§ **Task statement**: Please rewrite every item below as a numbered list, leaving out the blank lines.

◆ ◆ ◆

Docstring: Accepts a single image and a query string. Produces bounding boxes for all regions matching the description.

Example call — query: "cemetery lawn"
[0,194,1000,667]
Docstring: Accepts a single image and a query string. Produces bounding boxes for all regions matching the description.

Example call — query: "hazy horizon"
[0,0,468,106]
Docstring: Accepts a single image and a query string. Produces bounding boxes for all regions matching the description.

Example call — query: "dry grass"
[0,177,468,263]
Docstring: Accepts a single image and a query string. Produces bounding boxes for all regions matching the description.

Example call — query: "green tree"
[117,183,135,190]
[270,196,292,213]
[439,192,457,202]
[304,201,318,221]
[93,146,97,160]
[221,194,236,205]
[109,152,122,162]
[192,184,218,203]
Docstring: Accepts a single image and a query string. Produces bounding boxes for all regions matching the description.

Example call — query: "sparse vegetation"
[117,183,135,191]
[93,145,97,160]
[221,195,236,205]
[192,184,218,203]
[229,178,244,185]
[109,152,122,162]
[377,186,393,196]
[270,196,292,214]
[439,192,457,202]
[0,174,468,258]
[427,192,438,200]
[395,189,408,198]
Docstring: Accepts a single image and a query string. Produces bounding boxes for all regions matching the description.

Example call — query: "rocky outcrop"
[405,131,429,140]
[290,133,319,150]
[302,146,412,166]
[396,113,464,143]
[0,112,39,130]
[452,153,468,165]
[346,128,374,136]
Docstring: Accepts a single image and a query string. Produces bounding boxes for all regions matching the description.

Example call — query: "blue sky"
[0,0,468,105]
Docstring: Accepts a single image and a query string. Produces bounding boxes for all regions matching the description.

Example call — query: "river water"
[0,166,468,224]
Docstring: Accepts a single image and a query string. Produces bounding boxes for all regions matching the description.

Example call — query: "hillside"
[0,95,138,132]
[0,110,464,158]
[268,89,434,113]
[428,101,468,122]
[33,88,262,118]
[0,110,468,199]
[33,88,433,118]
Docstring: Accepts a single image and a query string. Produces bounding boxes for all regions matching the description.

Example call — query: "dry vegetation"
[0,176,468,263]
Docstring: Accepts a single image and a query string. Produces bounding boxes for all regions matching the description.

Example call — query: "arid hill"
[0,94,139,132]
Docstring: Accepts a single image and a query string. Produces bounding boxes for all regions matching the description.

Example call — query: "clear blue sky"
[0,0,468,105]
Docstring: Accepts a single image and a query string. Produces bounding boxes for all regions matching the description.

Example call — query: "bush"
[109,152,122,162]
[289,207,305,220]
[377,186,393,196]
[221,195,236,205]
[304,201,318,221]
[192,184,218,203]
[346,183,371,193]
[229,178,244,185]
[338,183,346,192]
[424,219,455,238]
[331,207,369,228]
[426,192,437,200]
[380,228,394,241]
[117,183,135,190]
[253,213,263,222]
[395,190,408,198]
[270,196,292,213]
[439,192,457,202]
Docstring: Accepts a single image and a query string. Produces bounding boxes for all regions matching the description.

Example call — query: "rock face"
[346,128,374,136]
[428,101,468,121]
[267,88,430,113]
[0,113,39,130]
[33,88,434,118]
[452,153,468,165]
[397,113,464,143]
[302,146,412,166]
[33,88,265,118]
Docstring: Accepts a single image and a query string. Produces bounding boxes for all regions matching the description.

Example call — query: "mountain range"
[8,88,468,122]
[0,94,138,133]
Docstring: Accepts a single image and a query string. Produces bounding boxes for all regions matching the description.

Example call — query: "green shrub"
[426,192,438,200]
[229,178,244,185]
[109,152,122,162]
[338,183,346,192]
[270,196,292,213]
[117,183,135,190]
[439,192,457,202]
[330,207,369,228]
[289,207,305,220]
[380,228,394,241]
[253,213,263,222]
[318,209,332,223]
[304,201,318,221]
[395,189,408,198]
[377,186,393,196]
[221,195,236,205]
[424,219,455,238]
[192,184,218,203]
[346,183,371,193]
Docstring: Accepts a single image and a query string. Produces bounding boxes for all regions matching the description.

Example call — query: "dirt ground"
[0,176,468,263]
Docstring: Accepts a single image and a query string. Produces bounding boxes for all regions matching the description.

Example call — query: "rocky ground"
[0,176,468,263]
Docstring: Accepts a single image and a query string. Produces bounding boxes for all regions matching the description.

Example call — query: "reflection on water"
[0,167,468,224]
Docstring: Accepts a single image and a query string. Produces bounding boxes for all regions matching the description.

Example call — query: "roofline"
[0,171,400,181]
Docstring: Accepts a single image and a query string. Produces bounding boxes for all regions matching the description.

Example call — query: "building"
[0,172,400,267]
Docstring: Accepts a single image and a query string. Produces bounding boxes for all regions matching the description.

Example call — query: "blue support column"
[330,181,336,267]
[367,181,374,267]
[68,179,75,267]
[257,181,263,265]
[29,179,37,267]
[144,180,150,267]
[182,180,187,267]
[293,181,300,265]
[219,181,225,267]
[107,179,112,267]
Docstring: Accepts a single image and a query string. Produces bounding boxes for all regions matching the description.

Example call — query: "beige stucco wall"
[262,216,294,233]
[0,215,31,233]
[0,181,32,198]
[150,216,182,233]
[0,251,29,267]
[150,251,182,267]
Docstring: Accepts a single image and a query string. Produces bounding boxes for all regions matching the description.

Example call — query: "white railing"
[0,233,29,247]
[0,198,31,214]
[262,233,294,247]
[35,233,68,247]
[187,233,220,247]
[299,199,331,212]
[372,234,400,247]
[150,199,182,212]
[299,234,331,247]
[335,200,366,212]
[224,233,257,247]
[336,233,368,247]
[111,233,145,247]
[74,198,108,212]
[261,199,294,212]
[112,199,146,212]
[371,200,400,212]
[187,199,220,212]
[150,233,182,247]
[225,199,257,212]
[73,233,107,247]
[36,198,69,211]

◆ ◆ ◆

§ **Answer to the problem**:
1. Docstring: Accepts a single image and a query string. Produces bounding boxes for all regions matching the description.
2. Example call — query: "cemetery lawn"
3. [0,194,1000,667]
4. Docstring: Accepts a single image and a query string. Produces bounding boxes for all regions matching the description.
5. Example call — query: "hazy horizon"
6. [0,0,468,106]
7. Docstring: Accepts a single image and a query string. Produces bounding boxes for all regions matching the description.
8. Example call — query: "dry grass"
9. [0,177,468,263]
10. Docstring: Accepts a single image and a query string. Produces bounding boxes for all regions matching the description.
11. Example call — query: "green tree"
12. [117,183,135,190]
13. [270,196,292,213]
14. [439,192,457,202]
15. [304,201,318,221]
16. [93,146,97,160]
17. [221,194,236,205]
18. [109,152,122,162]
19. [192,184,218,203]
20. Docstring: Accepts a single image and a query string. Produces bounding boxes for all regions matching the description.
21. Example call — query: "sparse vegetation"
22. [117,183,135,191]
23. [93,145,97,160]
24. [221,195,236,205]
25. [192,184,218,203]
26. [229,178,244,185]
27. [109,152,122,162]
28. [377,186,393,196]
29. [270,196,292,214]
30. [439,192,457,202]
31. [0,174,468,258]
32. [427,192,438,200]
33. [395,189,408,198]
34. Docstring: Accepts a single image and a query string. Produces bounding boxes for all regions matching the description.
35. Example call — query: "rocky outcrop"
36. [405,131,429,140]
37. [290,133,319,150]
38. [302,146,412,166]
39. [396,113,464,143]
40. [0,112,39,130]
41. [452,153,468,165]
42. [346,128,374,136]
43. Docstring: Accepts a single image and a query string. Produces bounding boxes for all regions matching the description.
44. Example call — query: "blue sky"
45. [0,0,468,105]
46. Docstring: Accepts a single image and a query string. Produces bounding boxes for all regions matching the description.
47. Example call — query: "river water"
48. [0,166,468,224]
49. Docstring: Accepts a single image and a query string. Produces bounding boxes for all regions matching the description.
50. Example call — query: "hillside"
51. [0,95,138,132]
52. [0,110,464,158]
53. [268,89,434,113]
54. [428,101,468,122]
55. [33,88,262,118]
56. [0,110,468,199]
57. [33,88,433,118]
58. Docstring: Accepts a single image and a query string. Produces bounding boxes for all regions matching the description.
59. Example call — query: "dry vegetation"
60. [0,176,468,263]
61. Docstring: Accepts a single image and a query string. Produces bounding boxes for all regions matching the description.
62. Example call — query: "arid hill"
63. [0,94,139,132]
64. Docstring: Accepts a single image and a query string. Produces bounding boxes for all regions matching the description.
65. Example call — query: "clear blue sky"
66. [0,0,468,105]
67. Docstring: Accepts a single image and a query string. Produces bounding boxes for all regions matching the description.
68. Example call — query: "bush"
69. [109,152,122,162]
70. [289,207,305,220]
71. [377,186,393,196]
72. [221,195,236,205]
73. [304,201,318,221]
74. [192,184,218,203]
75. [346,183,371,193]
76. [229,178,244,185]
77. [338,183,346,192]
78. [424,219,455,238]
79. [331,207,369,228]
80. [426,192,437,200]
81. [380,228,394,241]
82. [117,183,135,190]
83. [253,213,263,222]
84. [395,190,408,198]
85. [270,196,292,213]
86. [439,192,457,202]
87. Docstring: Accepts a single image and a query string. Produces bounding boxes for all regions matching the description.
88. Example call — query: "rock face"
89. [346,128,374,136]
90. [428,101,468,121]
91. [267,88,430,113]
92. [0,113,39,130]
93. [33,88,434,118]
94. [452,153,468,165]
95. [397,113,464,143]
96. [302,146,412,166]
97. [33,88,265,118]
98. Docstring: Accepts a single image and a query string. Produces bounding boxes for all regions matching the description.
99. Example call — query: "mountain range"
100. [8,88,468,122]
101. [0,94,138,133]
102. Docstring: Accepts a single image and a query string. Produces bounding boxes for all regions matching the description.
103. Example call — query: "green shrub"
104. [426,192,438,200]
105. [229,178,244,185]
106. [109,152,122,162]
107. [338,183,346,192]
108. [270,196,292,213]
109. [117,183,135,190]
110. [439,192,457,202]
111. [330,207,369,228]
112. [289,207,305,220]
113. [380,228,394,241]
114. [253,213,263,222]
115. [318,209,332,223]
116. [304,201,318,221]
117. [395,189,408,198]
118. [377,186,393,196]
119. [221,195,236,205]
120. [424,219,455,238]
121. [192,184,218,203]
122. [346,183,371,193]
123. Docstring: Accepts a single image and a query string. Produces bounding boxes for all regions matching the description.
124. Example call — query: "dirt ground"
125. [0,176,468,263]
126. Docstring: Accepts a single image and a query string. Produces bounding boxes for all regions matching the description.
127. Example call — query: "rocky ground"
128. [0,176,468,263]
129. Docstring: Accepts a single image and a query string. Produces bounding boxes for all regions matching the description.
130. Example call — query: "reflection on water"
131. [0,167,468,224]
132. Docstring: Accepts a single image and a query string. Produces bounding boxes for all regions matching the description.
133. Example call — query: "roofline"
134. [0,171,400,181]
135. Docstring: Accepts a single image and a query string. Produces bounding boxes for all regions matching the description.
136. Example call — query: "building"
137. [0,172,400,267]
138. Docstring: Accepts a single image and a query string. Produces bounding boxes for all regions matching the description.
139. Example call — query: "blue support column"
140. [330,181,336,267]
141. [367,181,374,267]
142. [68,179,75,267]
143. [257,181,263,265]
144. [29,179,37,267]
145. [144,180,150,267]
146. [182,180,187,267]
147. [293,181,300,265]
148. [219,181,225,267]
149. [107,179,112,267]
150. Docstring: Accepts a single image and a query string. Produces bounding boxes for all regions matching the description.
151. Example call — query: "beige stucco wall"
152. [262,216,294,233]
153. [0,215,31,233]
154. [0,181,32,198]
155. [150,216,182,233]
156. [0,251,29,267]
157. [150,251,182,267]
158. Docstring: Accepts a single image and a query string. Produces bounding boxes for all regions matching the description.
159. Example call — query: "white railing"
160. [0,233,29,247]
161. [0,198,31,214]
162. [262,233,294,247]
163. [35,233,68,247]
164. [187,233,220,247]
165. [299,199,331,212]
166. [372,234,400,247]
167. [150,199,182,212]
168. [299,234,331,247]
169. [335,200,366,212]
170. [224,233,257,247]
171. [336,233,368,247]
172. [111,233,145,247]
173. [74,198,108,212]
174. [261,199,294,212]
175. [112,199,146,212]
176. [371,200,400,212]
177. [187,199,220,212]
178. [150,233,182,247]
179. [225,199,257,212]
180. [73,233,107,247]
181. [36,198,69,211]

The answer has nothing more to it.